Start PROVIDED MATERIAL

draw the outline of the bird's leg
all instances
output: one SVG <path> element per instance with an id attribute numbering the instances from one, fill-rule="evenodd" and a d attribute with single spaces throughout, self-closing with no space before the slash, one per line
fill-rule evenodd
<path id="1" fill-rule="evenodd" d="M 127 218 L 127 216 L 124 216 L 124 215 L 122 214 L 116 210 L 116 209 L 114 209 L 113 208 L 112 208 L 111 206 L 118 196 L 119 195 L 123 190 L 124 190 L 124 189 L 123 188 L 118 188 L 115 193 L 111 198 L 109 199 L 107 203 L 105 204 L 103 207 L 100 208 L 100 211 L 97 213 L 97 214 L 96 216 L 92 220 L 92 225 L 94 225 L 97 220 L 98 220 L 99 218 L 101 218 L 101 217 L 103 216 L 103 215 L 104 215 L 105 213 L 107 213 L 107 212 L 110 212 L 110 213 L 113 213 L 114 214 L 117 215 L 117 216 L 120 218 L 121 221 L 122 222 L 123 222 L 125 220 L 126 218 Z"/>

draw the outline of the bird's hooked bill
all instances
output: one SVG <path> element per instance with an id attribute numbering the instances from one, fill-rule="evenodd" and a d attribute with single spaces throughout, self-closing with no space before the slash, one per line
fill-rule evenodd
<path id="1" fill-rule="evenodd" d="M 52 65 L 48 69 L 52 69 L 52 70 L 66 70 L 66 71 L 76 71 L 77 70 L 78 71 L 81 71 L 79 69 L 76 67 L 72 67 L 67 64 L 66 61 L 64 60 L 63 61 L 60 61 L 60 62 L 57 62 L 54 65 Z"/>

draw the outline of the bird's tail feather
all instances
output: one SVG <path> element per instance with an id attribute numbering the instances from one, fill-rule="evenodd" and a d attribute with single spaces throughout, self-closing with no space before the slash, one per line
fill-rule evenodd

End PROVIDED MATERIAL

Return the lines of the data exactly as they stand, from the line containing "draw the outline of the bird's tail feather" through the end of the data, with both ends included.

● **EXERCISE RESULT**
draw the outline of the bird's tail feather
all instances
output: one SVG <path> element per instance with an id attribute numbering the instances from one, fill-rule="evenodd" and a d attribute with single spaces throughout, self-closing with no space before the slash, one per line
fill-rule evenodd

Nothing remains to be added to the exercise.